*** Block opens ***
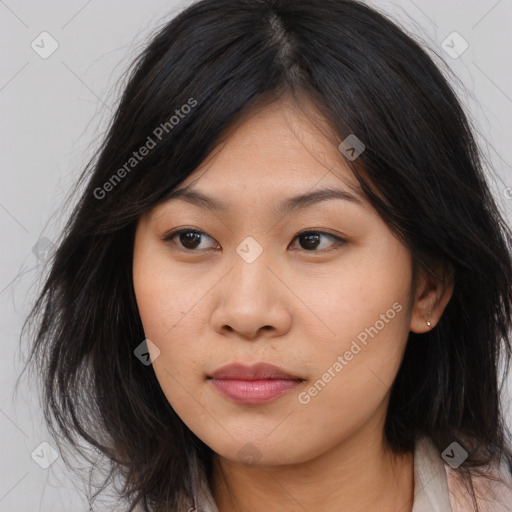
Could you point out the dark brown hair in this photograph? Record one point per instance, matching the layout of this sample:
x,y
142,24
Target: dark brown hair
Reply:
*** Block closes ***
• _Problem details_: Each line above that includes "brown" should be shown.

• _Your solution_:
Could you point out the dark brown hair in this photograph? Record one point per instance, matching the layout of this sample:
Target: dark brown hair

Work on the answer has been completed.